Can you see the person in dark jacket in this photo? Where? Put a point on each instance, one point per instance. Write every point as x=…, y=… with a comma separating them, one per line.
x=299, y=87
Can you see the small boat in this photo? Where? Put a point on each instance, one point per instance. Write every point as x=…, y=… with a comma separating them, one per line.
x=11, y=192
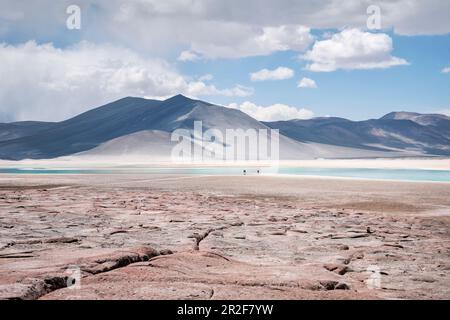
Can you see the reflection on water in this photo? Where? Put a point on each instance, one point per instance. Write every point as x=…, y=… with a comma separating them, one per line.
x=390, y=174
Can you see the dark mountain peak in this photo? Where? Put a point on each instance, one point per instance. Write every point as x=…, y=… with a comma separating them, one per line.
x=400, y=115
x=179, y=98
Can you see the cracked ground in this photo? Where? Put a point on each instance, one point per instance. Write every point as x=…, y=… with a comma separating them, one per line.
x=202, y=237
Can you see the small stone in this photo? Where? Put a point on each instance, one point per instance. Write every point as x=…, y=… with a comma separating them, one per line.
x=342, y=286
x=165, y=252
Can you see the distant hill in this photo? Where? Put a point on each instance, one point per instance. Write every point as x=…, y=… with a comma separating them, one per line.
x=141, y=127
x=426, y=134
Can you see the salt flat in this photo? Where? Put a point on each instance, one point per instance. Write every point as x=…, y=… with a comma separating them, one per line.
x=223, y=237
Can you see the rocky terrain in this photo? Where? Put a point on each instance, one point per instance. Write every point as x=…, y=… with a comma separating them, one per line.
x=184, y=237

### Aim of the exercise
Copy out all of the data above word for word, without the pictures.

### Expected answer
Can you see the person in dark jacket in this photo? Where? Put a point on each instance, one point per instance. Write every point as x=…, y=… with a comma separating them, one per line.
x=299, y=87
Can you see the small boat in this photo? Where? Put a point on each instance, one point per instance. Write every point as x=…, y=… with a comma separating them, one per line.
x=11, y=192
Can you see the reflection on water in this photo? Where? Put a point on each instance, one point per instance. Write every point as x=…, y=… with a comma separating them, one per line.
x=390, y=174
Can you see the dark mountain peak in this photo? Where? Put a point on each instance, one point per instance. Write every point as x=…, y=… with a comma separating them, one per line.
x=400, y=115
x=179, y=98
Can you see the cracked ground in this photo? Where? Put a point on each instance, one point per instance. Write every point as x=…, y=… with a comma separating them, one per line.
x=202, y=237
Can you see the small stone in this photo? Where? Put a point on each instance, one point per instance. Write every point as x=…, y=… with a comma separating them, one per line.
x=342, y=286
x=165, y=252
Can you see the distant hill in this photo? Where? Put a point on each instance, one point per instance. Write every point as x=…, y=… with a comma separating them, one per line.
x=141, y=127
x=426, y=134
Can you see the salt flat in this photo? Where? Put a point on each instance, one point per instance. Write every point as x=…, y=… with a comma separating them, one per line.
x=223, y=237
Can you see the rocky terrain in this photo? Where? Put a point on each instance, one point per instance. Write every point as x=…, y=… with a comma separating them, one per line.
x=184, y=237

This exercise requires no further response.